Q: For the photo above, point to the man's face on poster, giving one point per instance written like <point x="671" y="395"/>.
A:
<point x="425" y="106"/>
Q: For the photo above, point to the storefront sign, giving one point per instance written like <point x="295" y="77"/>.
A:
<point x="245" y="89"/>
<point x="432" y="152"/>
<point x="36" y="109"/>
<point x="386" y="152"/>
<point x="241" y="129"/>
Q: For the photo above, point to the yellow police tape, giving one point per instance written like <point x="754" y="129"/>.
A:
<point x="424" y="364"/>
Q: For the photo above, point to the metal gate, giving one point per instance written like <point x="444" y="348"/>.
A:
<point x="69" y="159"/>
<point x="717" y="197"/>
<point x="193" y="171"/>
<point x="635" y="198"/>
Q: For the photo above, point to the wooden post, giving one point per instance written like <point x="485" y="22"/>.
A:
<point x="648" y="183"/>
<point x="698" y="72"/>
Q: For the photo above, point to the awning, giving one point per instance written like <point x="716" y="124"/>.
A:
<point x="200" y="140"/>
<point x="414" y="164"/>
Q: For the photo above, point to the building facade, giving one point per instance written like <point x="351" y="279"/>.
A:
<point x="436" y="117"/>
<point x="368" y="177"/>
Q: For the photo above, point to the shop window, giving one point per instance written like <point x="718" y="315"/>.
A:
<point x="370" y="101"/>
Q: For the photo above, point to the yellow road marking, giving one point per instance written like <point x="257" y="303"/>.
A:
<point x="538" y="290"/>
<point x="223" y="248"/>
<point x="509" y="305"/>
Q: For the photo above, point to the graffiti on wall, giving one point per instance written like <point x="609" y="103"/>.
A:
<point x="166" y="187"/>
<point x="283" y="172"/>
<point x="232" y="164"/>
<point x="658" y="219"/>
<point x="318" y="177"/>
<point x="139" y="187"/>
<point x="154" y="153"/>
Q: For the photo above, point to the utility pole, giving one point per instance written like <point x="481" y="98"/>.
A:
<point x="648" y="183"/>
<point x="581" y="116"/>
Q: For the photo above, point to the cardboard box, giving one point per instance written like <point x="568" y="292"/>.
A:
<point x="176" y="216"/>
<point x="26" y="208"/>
·····
# [WORK TO BE COMPLETED]
Supply only the count of lines above holding "yellow".

# [THE ANSWER]
2